Task prompt:
Drop every picture, then transcribe the remaining data exactly.

Material provided:
========================

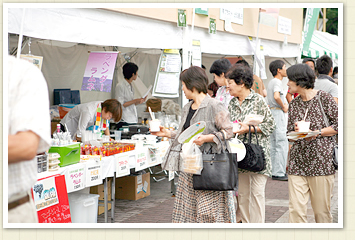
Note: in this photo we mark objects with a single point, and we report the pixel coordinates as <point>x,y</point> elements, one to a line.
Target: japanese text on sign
<point>99,72</point>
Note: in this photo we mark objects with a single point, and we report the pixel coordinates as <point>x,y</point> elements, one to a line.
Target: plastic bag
<point>191,158</point>
<point>253,119</point>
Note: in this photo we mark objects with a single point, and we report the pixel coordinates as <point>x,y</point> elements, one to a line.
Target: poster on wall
<point>51,200</point>
<point>196,53</point>
<point>35,60</point>
<point>99,70</point>
<point>167,77</point>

========================

Response area:
Note: in this photo we mark objects with a single point, and we report the pixel coordinates as <point>x,y</point> elements, one to a line.
Target: japanese text on sign
<point>99,72</point>
Note: in this photo we mark objects with a single point, and we report the pixel coordinates as <point>x,y</point> elements, one to a line.
Target: plastic bag
<point>191,158</point>
<point>253,119</point>
Note: in this photo we mark objects with a single point, and we report the pixel coordinates as <point>x,y</point> elements, one to a line.
Target: poster on wall
<point>51,200</point>
<point>196,53</point>
<point>35,60</point>
<point>99,70</point>
<point>167,77</point>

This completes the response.